⟨

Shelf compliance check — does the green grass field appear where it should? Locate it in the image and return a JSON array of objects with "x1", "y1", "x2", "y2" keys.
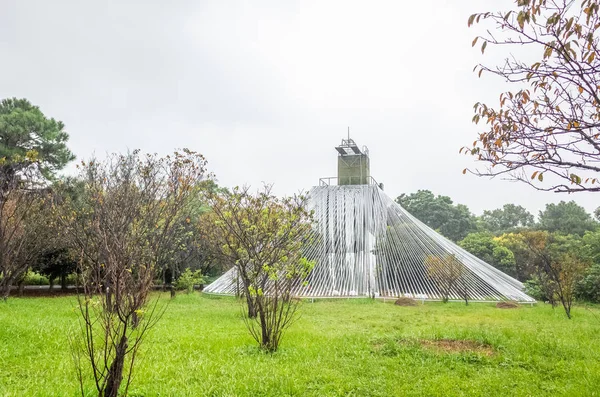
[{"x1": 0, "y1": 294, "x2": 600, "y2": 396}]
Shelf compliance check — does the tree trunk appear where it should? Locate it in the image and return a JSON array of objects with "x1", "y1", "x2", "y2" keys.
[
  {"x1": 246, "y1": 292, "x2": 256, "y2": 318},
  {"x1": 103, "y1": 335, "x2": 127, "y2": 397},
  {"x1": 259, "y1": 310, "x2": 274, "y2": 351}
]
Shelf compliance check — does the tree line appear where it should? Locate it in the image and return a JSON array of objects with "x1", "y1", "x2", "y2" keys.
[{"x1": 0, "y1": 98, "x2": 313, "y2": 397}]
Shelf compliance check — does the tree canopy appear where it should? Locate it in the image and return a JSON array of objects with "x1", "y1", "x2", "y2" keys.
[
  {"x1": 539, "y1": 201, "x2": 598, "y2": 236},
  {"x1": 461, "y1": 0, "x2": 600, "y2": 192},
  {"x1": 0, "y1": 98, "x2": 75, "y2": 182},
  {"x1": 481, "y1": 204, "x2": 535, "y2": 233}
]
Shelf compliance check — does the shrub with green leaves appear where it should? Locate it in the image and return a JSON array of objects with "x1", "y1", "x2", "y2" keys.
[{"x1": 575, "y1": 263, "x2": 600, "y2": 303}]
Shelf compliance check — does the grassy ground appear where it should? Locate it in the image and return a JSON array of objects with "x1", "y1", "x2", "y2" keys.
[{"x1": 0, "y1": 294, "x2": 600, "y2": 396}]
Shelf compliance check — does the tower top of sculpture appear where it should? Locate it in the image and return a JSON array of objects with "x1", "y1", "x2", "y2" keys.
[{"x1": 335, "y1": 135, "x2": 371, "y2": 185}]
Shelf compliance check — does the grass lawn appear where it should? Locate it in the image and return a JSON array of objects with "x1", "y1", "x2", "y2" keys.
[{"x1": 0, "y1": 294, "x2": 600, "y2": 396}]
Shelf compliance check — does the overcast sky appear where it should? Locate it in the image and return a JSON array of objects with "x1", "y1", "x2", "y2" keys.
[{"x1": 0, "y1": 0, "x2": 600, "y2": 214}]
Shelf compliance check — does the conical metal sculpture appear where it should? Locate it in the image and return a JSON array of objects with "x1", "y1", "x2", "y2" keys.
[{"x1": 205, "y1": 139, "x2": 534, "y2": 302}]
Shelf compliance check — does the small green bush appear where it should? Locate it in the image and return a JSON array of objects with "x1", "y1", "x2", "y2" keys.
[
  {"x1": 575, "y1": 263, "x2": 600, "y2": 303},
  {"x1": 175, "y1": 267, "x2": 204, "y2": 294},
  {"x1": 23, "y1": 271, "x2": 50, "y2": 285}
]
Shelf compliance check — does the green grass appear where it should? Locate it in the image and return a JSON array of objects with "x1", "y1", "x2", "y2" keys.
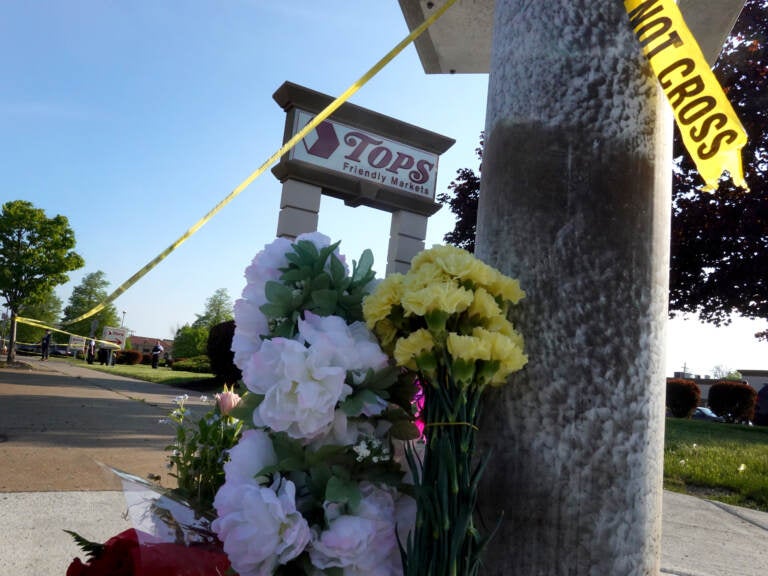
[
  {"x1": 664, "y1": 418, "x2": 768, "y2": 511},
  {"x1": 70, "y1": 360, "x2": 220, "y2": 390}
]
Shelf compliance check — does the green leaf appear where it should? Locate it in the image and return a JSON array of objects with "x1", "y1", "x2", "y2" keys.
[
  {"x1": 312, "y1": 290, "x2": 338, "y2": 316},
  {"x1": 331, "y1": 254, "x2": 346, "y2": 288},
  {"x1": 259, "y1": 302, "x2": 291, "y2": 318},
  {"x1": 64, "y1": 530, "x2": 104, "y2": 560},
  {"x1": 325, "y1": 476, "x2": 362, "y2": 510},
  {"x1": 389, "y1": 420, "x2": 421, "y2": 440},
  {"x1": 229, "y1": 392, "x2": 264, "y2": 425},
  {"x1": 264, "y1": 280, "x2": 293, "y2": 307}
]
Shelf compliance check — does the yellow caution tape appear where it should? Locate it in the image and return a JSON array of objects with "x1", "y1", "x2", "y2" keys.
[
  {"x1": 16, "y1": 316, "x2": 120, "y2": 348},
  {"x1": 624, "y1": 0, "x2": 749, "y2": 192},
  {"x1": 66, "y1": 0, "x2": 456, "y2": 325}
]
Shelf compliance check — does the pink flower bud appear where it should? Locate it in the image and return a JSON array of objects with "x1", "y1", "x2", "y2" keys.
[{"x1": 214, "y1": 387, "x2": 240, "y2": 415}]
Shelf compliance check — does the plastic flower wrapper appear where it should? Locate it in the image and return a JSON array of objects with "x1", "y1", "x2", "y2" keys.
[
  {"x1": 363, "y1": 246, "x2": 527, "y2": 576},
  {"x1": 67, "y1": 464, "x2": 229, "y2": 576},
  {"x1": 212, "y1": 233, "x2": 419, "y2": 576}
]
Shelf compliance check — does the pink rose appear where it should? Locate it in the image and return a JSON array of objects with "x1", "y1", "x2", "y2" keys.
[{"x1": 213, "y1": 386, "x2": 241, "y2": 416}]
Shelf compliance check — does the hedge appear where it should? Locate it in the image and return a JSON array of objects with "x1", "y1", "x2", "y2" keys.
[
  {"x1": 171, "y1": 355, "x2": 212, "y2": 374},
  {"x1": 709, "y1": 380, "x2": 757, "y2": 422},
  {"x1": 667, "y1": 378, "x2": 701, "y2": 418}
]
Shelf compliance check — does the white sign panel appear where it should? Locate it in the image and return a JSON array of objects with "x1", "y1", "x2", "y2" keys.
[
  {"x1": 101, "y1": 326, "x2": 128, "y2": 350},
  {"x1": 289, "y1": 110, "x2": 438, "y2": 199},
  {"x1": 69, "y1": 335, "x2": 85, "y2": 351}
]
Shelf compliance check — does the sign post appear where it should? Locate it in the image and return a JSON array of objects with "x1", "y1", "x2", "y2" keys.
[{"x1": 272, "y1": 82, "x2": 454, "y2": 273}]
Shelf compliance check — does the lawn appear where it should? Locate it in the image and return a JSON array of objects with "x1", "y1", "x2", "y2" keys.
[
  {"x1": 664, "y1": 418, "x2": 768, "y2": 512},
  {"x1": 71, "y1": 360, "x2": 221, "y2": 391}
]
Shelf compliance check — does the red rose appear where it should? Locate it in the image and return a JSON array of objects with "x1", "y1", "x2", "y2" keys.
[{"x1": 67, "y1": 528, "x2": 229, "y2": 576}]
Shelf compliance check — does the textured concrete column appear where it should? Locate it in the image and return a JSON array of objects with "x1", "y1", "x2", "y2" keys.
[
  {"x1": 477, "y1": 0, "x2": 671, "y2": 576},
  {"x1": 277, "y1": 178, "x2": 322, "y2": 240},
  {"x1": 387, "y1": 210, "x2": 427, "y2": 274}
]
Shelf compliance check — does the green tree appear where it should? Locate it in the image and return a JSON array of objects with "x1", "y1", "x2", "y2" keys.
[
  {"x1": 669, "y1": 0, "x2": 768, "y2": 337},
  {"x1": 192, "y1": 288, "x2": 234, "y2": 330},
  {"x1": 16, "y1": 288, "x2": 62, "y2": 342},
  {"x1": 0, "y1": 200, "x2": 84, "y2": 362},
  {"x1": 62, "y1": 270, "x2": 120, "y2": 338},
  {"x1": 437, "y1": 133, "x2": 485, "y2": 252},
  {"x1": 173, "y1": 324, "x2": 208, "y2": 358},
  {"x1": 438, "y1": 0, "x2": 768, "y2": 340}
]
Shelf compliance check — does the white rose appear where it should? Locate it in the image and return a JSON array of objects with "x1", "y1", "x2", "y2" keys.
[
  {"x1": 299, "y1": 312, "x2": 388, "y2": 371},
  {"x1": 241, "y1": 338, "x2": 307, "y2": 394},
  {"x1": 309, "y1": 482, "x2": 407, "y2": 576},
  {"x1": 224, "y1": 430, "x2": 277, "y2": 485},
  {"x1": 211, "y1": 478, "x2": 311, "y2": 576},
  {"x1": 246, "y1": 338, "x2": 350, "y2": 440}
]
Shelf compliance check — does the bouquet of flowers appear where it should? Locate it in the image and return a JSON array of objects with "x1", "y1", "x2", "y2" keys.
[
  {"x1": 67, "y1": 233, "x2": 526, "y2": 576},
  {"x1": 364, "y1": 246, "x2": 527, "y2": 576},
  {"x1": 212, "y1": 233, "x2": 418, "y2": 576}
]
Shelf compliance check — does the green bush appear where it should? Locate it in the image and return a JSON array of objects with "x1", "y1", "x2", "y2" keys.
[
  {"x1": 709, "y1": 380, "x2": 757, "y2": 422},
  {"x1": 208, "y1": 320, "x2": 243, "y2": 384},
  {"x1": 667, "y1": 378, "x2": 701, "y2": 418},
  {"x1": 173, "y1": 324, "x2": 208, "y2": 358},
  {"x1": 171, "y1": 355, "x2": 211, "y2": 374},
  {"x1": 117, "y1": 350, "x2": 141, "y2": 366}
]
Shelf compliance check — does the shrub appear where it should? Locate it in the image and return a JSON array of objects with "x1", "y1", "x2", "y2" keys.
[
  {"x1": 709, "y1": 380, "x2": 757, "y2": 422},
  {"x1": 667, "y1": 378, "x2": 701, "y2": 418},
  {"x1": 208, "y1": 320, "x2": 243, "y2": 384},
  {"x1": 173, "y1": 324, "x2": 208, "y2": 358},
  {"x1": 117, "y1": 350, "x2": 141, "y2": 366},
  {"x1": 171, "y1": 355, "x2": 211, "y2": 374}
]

⟩

§ **Short task**: Exactly and only the lines from the line containing "Shelf compliance check — does the white rose" through the last line of the entries should be copied, both ends included.

§ **Solution to the exercise**:
Shelf compliance check — does the white rose appear where it should? Locate it in the image and return a JSON array of objects with "x1", "y1", "x2", "y2" keys.
[
  {"x1": 299, "y1": 312, "x2": 388, "y2": 371},
  {"x1": 241, "y1": 338, "x2": 307, "y2": 394},
  {"x1": 309, "y1": 482, "x2": 407, "y2": 576},
  {"x1": 224, "y1": 430, "x2": 277, "y2": 485},
  {"x1": 211, "y1": 478, "x2": 311, "y2": 576},
  {"x1": 246, "y1": 338, "x2": 350, "y2": 440}
]
Shelf compliance check — does the bouquet of flowers appear where it should? Locate it in the image and return a JSON array of objects with "x1", "y1", "x2", "y2" keys.
[
  {"x1": 67, "y1": 233, "x2": 526, "y2": 576},
  {"x1": 364, "y1": 246, "x2": 527, "y2": 576},
  {"x1": 212, "y1": 233, "x2": 418, "y2": 576}
]
Shelf compliance check — does the green bush appear where it should? Locate it in the image and return a JSON array of objects with "x1", "y1", "x2", "y2" keys.
[
  {"x1": 709, "y1": 380, "x2": 757, "y2": 422},
  {"x1": 208, "y1": 320, "x2": 243, "y2": 384},
  {"x1": 667, "y1": 378, "x2": 701, "y2": 418},
  {"x1": 173, "y1": 324, "x2": 208, "y2": 358},
  {"x1": 171, "y1": 355, "x2": 211, "y2": 374},
  {"x1": 117, "y1": 350, "x2": 141, "y2": 366}
]
Shelf compliance check — does the shrub appear where it should? Locate it in the image and return a JSON array of objects with "x1", "y1", "x2", "y2" keys.
[
  {"x1": 709, "y1": 380, "x2": 757, "y2": 422},
  {"x1": 667, "y1": 378, "x2": 701, "y2": 418},
  {"x1": 208, "y1": 320, "x2": 243, "y2": 384},
  {"x1": 173, "y1": 324, "x2": 208, "y2": 358},
  {"x1": 117, "y1": 350, "x2": 141, "y2": 366},
  {"x1": 171, "y1": 355, "x2": 211, "y2": 374}
]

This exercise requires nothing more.